** begin **

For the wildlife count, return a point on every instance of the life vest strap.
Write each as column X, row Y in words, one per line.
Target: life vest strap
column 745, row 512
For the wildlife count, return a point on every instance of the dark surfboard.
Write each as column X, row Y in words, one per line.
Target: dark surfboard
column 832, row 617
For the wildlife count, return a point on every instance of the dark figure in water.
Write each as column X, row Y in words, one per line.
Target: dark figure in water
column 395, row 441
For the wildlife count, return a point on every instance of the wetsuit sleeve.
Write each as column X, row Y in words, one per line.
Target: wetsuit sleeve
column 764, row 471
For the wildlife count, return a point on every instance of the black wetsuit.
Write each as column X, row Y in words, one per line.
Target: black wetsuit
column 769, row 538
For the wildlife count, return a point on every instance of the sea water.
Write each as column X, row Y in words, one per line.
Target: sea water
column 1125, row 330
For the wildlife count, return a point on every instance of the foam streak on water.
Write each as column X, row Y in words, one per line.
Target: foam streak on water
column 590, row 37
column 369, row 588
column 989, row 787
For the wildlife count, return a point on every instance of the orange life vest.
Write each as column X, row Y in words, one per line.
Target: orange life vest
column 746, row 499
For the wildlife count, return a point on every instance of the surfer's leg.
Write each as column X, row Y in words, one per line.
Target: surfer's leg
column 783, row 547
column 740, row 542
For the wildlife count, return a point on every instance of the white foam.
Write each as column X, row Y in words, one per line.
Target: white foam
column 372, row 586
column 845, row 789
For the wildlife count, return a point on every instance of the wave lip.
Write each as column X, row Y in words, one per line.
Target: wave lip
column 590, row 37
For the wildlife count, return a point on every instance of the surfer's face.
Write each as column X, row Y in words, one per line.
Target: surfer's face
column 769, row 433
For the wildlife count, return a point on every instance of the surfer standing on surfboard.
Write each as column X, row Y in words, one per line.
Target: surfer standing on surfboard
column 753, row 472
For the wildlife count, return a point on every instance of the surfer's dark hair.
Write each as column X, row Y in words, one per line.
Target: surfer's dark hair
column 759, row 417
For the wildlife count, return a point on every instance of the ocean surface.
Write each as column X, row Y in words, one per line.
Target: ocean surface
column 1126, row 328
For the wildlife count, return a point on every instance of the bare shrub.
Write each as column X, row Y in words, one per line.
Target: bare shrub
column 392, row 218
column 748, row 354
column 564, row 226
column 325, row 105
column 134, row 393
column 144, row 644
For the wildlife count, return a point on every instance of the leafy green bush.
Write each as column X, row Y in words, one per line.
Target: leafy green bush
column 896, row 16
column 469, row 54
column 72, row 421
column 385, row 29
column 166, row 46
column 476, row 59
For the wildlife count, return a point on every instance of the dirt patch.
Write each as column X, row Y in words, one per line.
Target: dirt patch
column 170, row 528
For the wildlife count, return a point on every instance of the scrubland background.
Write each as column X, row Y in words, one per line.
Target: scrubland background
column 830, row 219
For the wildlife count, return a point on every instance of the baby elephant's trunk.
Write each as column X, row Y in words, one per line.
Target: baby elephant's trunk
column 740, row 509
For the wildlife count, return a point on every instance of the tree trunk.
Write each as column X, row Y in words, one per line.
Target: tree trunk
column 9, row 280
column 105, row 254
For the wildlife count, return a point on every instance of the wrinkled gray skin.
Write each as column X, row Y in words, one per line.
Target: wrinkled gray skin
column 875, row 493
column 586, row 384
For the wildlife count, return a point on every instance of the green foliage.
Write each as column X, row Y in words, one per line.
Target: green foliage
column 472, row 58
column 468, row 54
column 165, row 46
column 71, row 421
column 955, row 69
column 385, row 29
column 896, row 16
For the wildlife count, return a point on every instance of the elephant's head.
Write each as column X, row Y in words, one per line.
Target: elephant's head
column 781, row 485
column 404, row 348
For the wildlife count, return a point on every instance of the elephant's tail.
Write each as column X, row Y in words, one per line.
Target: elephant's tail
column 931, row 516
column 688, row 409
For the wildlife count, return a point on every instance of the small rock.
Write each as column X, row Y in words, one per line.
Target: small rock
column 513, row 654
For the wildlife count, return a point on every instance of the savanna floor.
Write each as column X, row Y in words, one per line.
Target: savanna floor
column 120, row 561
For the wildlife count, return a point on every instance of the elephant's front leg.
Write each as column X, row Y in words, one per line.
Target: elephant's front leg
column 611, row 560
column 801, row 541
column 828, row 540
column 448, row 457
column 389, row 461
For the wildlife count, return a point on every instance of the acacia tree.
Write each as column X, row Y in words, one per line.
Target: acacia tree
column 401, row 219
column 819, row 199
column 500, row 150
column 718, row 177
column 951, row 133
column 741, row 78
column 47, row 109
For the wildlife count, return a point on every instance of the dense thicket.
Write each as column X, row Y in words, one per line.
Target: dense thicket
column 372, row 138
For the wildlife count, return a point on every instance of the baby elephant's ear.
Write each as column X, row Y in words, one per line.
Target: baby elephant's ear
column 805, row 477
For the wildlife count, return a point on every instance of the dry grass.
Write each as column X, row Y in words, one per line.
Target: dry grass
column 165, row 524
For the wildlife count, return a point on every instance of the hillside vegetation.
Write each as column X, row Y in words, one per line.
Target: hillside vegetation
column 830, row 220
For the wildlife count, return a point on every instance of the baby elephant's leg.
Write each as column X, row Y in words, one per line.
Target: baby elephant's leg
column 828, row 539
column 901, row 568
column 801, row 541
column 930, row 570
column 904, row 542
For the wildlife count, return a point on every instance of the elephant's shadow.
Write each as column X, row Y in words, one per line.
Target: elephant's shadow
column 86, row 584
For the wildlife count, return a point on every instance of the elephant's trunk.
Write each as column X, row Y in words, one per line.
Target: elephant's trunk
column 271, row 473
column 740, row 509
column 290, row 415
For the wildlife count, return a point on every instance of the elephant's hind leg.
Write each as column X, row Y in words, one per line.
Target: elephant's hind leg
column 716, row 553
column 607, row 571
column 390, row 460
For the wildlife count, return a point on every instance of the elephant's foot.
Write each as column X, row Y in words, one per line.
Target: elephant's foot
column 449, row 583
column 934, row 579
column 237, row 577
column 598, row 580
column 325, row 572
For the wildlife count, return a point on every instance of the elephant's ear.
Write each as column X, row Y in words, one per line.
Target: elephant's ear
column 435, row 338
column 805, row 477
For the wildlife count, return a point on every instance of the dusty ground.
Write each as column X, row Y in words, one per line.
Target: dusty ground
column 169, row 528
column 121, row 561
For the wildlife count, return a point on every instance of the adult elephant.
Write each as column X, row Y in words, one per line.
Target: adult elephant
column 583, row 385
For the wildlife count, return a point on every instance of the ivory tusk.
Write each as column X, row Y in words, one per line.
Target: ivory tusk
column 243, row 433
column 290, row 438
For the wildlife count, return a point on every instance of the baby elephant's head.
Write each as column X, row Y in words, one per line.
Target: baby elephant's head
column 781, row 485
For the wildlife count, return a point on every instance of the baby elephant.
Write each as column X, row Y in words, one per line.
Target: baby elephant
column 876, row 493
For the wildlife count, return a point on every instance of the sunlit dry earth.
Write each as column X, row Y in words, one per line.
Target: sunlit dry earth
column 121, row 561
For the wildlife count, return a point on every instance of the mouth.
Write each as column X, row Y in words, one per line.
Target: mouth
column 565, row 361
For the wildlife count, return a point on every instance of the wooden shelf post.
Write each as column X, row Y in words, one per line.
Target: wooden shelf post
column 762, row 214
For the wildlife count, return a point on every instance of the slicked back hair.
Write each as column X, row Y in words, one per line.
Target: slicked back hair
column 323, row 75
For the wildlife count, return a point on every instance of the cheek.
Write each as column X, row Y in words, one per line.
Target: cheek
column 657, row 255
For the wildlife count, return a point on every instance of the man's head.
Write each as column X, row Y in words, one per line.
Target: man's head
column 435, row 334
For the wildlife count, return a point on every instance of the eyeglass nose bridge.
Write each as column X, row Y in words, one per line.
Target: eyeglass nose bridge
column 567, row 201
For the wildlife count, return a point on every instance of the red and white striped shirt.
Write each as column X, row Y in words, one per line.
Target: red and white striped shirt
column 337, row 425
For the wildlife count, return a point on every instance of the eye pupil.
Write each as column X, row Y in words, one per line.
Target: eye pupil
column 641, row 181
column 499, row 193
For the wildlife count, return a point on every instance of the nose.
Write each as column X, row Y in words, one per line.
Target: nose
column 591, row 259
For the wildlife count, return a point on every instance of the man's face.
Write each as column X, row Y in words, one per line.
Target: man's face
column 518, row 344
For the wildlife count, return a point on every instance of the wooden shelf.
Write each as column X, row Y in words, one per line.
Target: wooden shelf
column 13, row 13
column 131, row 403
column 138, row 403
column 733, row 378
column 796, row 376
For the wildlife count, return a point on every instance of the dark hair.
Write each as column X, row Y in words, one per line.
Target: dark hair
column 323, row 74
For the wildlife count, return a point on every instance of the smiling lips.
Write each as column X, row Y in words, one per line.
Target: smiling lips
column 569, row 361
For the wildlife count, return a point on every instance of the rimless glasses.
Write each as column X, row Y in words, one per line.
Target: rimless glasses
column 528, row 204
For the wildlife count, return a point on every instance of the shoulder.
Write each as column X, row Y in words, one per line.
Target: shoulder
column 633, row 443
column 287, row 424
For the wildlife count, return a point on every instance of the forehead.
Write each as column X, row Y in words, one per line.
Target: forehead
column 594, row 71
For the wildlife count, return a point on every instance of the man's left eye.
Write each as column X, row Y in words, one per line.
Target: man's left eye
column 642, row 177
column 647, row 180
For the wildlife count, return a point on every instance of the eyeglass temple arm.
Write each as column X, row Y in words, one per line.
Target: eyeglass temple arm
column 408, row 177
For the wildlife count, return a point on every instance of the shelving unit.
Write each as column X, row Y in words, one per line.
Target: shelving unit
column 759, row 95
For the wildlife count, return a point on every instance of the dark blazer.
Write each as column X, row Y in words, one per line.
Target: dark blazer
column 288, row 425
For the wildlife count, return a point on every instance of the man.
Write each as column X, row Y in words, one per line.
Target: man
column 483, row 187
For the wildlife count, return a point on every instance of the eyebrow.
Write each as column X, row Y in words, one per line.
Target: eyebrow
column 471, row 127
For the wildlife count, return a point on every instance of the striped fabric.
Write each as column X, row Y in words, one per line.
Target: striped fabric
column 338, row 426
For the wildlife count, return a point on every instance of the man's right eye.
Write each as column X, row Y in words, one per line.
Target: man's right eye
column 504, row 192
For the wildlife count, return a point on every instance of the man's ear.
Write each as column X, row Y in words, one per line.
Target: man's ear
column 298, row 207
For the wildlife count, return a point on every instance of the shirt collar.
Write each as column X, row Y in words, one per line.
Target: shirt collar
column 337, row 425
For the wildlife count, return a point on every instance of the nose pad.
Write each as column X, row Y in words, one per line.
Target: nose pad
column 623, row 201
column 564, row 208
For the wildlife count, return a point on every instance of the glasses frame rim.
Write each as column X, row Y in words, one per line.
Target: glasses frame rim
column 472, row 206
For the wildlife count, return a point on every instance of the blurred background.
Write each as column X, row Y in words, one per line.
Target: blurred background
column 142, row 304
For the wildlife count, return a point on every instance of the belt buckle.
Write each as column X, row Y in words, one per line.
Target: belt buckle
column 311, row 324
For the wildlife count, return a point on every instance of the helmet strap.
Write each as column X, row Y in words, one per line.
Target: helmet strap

** end **

• _EXERCISE TASK_:
Can you print the lines of the material above verbatim, beginning at the line that contains "the rimless glasses." and stopping after the line that contains "column 528, row 204"?

• _ANSWER FOR THIS EXERCISE_:
For the wildlife count, return a point on every instance of the rimless glasses.
Write each as column X, row Y in words, one per line.
Target: rimless glasses
column 528, row 204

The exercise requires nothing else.